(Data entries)
----

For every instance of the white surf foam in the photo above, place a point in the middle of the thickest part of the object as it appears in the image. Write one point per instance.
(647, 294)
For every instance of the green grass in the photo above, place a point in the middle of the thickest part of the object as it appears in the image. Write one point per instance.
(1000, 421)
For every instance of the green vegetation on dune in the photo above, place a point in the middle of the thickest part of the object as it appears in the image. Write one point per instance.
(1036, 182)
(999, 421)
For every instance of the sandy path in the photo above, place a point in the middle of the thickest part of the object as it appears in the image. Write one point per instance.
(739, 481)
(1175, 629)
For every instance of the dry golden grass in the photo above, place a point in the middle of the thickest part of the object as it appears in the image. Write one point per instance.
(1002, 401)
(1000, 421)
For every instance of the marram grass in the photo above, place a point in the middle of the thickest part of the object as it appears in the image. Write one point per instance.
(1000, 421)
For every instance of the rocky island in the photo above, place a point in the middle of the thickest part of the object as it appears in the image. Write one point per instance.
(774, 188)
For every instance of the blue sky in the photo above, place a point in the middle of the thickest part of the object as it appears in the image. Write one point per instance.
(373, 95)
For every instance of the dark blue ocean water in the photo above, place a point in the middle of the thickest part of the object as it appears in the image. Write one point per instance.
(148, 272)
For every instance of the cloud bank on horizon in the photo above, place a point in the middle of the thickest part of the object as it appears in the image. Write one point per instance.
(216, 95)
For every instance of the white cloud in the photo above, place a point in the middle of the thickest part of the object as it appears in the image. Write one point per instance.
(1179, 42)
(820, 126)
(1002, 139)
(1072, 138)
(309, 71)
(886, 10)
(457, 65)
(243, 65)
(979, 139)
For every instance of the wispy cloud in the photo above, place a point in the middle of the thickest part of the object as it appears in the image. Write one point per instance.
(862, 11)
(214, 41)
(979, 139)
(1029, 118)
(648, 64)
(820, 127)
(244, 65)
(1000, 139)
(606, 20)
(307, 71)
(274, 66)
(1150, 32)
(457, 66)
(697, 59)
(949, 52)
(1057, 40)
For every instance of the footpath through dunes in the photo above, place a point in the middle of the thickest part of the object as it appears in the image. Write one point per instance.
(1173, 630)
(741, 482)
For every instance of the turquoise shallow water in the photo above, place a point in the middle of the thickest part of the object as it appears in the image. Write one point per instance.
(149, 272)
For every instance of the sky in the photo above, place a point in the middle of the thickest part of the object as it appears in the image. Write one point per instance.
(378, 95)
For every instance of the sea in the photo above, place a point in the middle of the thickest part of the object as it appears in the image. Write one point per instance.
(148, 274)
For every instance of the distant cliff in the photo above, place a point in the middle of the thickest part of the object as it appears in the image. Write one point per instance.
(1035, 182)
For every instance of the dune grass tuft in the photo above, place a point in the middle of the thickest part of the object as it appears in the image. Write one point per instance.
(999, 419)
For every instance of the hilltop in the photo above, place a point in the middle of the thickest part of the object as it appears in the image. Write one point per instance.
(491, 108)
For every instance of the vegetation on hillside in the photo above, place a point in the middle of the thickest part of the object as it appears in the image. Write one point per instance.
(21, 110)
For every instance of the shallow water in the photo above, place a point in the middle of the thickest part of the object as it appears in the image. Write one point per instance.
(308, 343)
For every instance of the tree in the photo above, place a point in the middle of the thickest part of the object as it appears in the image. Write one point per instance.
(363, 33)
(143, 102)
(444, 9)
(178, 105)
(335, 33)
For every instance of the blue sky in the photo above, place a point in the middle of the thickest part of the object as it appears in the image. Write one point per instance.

----

Nothing should be omitted or altered. Retype the records exactly.

*OUTPUT BELOW*.
For every instance of the white surf foam in the photo above, place a point in the middle of the thickest part of the object as it appears in the image. Write one point per instance.
(647, 294)
For every instance of the green grass in the photo above, place a point in the middle of the thickest part of the object as it appears in the image. Write one point per instance.
(1000, 421)
For every instance of the green vegetation on dune in the photo above, place a point in the middle of the thickest part of the object as it appears in the image. Write one point per instance.
(1036, 182)
(999, 421)
For every instance of the sandy path in the photo above, place a point in the middle of the thickest part of the object as it appears in the image. Write one point per instance.
(739, 481)
(1175, 629)
For every instance of the dry golden grass in the photo above, place a point in the middle of the thickest part of the object as it appears in the image. Write one point per instance.
(1002, 401)
(1000, 421)
For every instance of the marram grass in the photo above, place a point in the middle of the thickest part of the object as it appears in the image. Write one point per instance.
(1000, 421)
For every instance of the rocky island in the photo above, place a point in the middle of the thickest part of the object as it appears in the image. Write one point per instance.
(774, 188)
For every instance of the blue sky in the photo above, place a point in the middle of the thickest part of the object as it appears in the image. Write one point per instance.
(373, 95)
For every instance of the dark blue ocean water in the photo above, place a point in the middle of the thickest part of the object as it appears in the image. Write one point per instance.
(148, 272)
For every instance of the cloud bank on horizon in the photo above, place a point in the middle of the thickest part of the object as it appears in the image. Write one point per instance.
(216, 95)
For every instance of the white cloud in the photo above, place a point in the middle of the thickest part of the object as it appears in the image. Write one point per instance.
(1179, 42)
(820, 126)
(1002, 139)
(1072, 138)
(309, 71)
(886, 10)
(457, 65)
(243, 65)
(979, 139)
For every instance of the wispy cloud in the photo above, place a point in the middle of the thickest part of the object as it appears in the image. Write one point per instance.
(862, 11)
(214, 41)
(979, 139)
(1029, 118)
(648, 64)
(820, 127)
(244, 65)
(1000, 139)
(606, 20)
(307, 71)
(274, 66)
(1150, 32)
(457, 66)
(697, 59)
(949, 52)
(1057, 40)
For every instance of the footpath through dunes in the photo above, place a point in the middle of the thickest part of the object as it appears in the image. Write one point per instance.
(1173, 630)
(741, 482)
For every instance of the turquoise shallow water in the photo above, place a point in the middle of the thickest part of the object as it appears in the image. Write one point per instance.
(149, 272)
For every instance of the sky in the photo above, place a point in the middle of the thickest part of the object as it appears in the image. Write one point per instance.
(378, 95)
For every instance of the sea in the photo above, place a point in the middle of the thickest part of the object as it appears in the image. Write one point per instance.
(148, 274)
For every instance of the distant cliff in the photo above, place a point in the middle of the thickest part of the object as it appears in the image. Write one point per instance.
(1035, 182)
For every instance of the dune grass tuft in the photo above, place a point in the middle of the thickest part of the object as it appears in the image. Write one point per instance.
(999, 419)
For every instance of the hilltop in the photo above, place a point in the middle of the thickest part of the object as it appears in the image. Write one point per instance.
(491, 108)
For every instance of the vegetation on hillside in the photo above, place a point in the middle of the thickest part of the object as it appears in the image. Write one point per instance.
(21, 110)
For every instance of the shallow water in the photo above, place a point in the middle of the thickest part of the object as it appears in the image. Write one point per instance.
(308, 343)
For every instance of the tree in the photo above, place a point in the middle of the thickest part of the object as it appears in the image. Write one point per instance.
(363, 33)
(143, 102)
(444, 9)
(178, 105)
(335, 33)
For every instance of the blue sky in the photo above, place a point in the middle of the thickest part of the object as it appears in the image. Write one point per instance.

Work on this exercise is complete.